Graph-based Cluttered Scene Generation and Interactive Exploration using Deep Reinforcement Learning
This addresses the challenge of robotic manipulation in structured clutter for applications such as domestic assistance, though it is incremental in combining scene generation and exploration.
The paper tackles the problem of teaching a robotic agent to explore cluttered scenes like kitchens by generating stable scenes with hidden objects and then discovering them through interactive rearrangement, achieving significantly more objects hidden and discovered than baselines and demonstrating sim-to-real transfer on a real robot.

# OBJECTIVES
a. Copy the cluttered-scene summary word for word from "The paper tackles" to "a real robot.".
b. Extend the cluttered-scene summary with new text that picks up after its final sentence.
The data is separate material, apart from the cluttered-scene summary.

# EXTRACTED ENTRIES
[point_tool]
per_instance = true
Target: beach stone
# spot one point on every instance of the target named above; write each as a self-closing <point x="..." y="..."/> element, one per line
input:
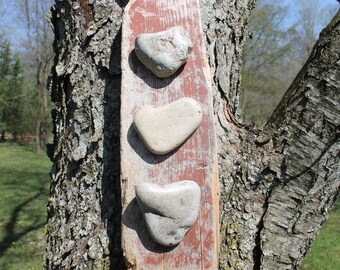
<point x="169" y="210"/>
<point x="164" y="128"/>
<point x="164" y="52"/>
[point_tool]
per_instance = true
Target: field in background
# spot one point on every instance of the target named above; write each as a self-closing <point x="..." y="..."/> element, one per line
<point x="24" y="183"/>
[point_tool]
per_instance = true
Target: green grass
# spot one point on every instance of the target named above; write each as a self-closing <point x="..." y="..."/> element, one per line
<point x="24" y="184"/>
<point x="325" y="251"/>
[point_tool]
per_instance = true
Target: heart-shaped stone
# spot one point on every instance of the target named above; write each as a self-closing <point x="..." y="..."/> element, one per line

# THE ANSWERS
a.
The paper tackles the problem of teaching a robotic agent to explore cluttered scenes like kitchens by generating stable scenes with hidden objects and then discovering them through interactive rearrangement, achieving significantly more objects hidden and discovered than baselines and demonstrating sim-to-real transfer on a real robot.

b.
We introduce a novel method to teach a robotic agent to interactively explore cluttered yet structured scenes, such as kitchen pantries and grocery shelves, by leveraging the physical plausibility of the scene. We propose a novel learning framework to train an effective scene exploration policy to discover hidden objects with minimal interactions. First, we define a novel scene grammar to represent structured clutter. Then we train a Graph Neural Network (GNN) based Scene Generation agent using deep reinforcement learning (deep RL), to manipulate this Scene Grammar to create a diverse set of stable scenes, each containing multiple hidden objects. Given such cluttered scenes, we then train a Scene Exploration agent, using deep RL, to uncover hidden objects by interactively rearranging the scene. We show that our learned agents hide and discover significantly more objects than the baselines. We present quantitative results that prove the generalization capabilities of our agents. We also demonstrate sim-to-real transfer by successfully deploying the learned policy on a real UR10 robot to explore real-world cluttered scenes. The supplemental video can be found at https://www.youtube.com/watch?v=T2Jo7wwaXss.